--- Source ---
You're right, that was indeed the issue.  I've redone the process
using a location external to $PGDATA, and it completed successfully:
$ pg_basebackup -P -v -D /tmp/backup -x -Ft -z -U postgres
xlog start point: C6/64000020
135733616/135733616 kB (100%), 1/1 tablespace
xlog end point: C6/640000A0
pg_basebackup: base backup completed

So after running through this, I tried to use (restore) the backup
that was generated.  While everything appears to be working ok from a
functional perspective, in the server log I saw the following:
######
LOG:  creating missing WAL directory "pg_xlog/archive_status"
LOG:  database system was not properly shut down; automatic recovery in progress
LOG:  redo starts at C6/66000078
LOG:  could not open file "pg_xlog/00000001000000C600000067" (log file
198, segment 103): No such file or directory
LOG:  redo done at C6/660000A0
FATAL:  the database system is starting up
LOG:  autovacuum launcher started
LOG:  database system is ready to accept connections
#####

Just to be clear, here's what I did after pg_basebackup had completed
successfully:
0) shutdown postgresql gracefully, and verified that it was fully shutdown
1) moved $PGDATA to $PGDATA.old
2) created $PGDATA as postgres user
3) extracted the basebackup tarball as postgres user
cd $PGDATA && tar xzvpf /tmp/backup/base.tar.gz
4) started postgresql up

I would have expected that I wouldn't have gotten the 'not properly
shutdown' warning, or the 'could not open file' warning by following
this process.  Am I doing something wrong?

thanks
--- Records ---
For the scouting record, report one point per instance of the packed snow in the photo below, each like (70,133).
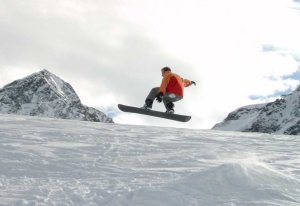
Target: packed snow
(47,161)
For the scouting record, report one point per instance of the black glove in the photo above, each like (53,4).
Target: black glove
(159,97)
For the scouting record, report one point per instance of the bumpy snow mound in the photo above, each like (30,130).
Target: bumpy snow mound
(45,94)
(45,161)
(227,184)
(281,117)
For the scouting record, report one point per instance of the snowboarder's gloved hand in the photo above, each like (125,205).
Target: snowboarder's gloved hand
(159,97)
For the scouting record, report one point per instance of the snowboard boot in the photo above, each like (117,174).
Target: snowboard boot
(170,108)
(148,104)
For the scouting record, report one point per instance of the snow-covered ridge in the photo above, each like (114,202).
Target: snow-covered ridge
(45,94)
(281,117)
(63,162)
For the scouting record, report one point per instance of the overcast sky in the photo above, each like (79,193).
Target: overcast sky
(239,52)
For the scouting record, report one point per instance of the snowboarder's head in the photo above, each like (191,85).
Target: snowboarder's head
(164,70)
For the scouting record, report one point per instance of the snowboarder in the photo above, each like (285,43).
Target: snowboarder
(170,90)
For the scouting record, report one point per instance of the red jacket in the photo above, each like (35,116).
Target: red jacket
(173,83)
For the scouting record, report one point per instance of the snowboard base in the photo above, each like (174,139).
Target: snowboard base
(175,117)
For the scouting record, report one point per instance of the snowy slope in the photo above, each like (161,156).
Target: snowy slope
(44,94)
(66,162)
(280,117)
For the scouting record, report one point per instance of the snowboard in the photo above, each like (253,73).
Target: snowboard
(175,117)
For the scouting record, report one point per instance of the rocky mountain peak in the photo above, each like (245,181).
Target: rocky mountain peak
(281,116)
(45,94)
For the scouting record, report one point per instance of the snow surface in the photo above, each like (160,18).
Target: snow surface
(47,161)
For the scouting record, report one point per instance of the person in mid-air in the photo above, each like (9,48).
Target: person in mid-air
(170,90)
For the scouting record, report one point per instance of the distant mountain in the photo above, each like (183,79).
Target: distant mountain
(44,94)
(280,117)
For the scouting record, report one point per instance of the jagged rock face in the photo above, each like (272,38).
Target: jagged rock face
(44,94)
(280,117)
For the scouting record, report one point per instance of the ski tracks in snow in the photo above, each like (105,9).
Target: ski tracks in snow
(63,162)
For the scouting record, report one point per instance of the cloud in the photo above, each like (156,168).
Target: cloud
(112,51)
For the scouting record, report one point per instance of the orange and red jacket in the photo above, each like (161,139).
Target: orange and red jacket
(173,83)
---
**Written task 1**. List each numbered step that the pg_basebackup post says was carried out after the backup completed.
**Written task 2**. Copy the pg_basebackup post word for word, beginning at the words "Just to be clear, here's" and stopping after "doing something wrong?".

**Written solution 1**.
0) shutdown postgresql gracefully, and verified that it was fully shutdown
1) moved $PGDATA to $PGDATA.old
2) created $PGDATA as postgres user
3) extracted the basebackup tarball as postgres user (cd $PGDATA && tar xzvpf /tmp/backup/base.tar.gz)
4) started postgresql up

**Written solution 2**.
Just to be clear, here's what I did after pg_basebackup had completed
successfully:
0) shutdown postgresql gracefully, and verified that it was fully shutdown
1) moved $PGDATA to $PGDATA.old
2) created $PGDATA as postgres user
3) extracted the basebackup tarball as postgres user
cd $PGDATA && tar xzvpf /tmp/backup/base.tar.gz
4) started postgresql up

I would have expected that I wouldn't have gotten the 'not properly
shutdown' warning, or the 'could not open file' warning by following
this process.  Am I doing something wrong?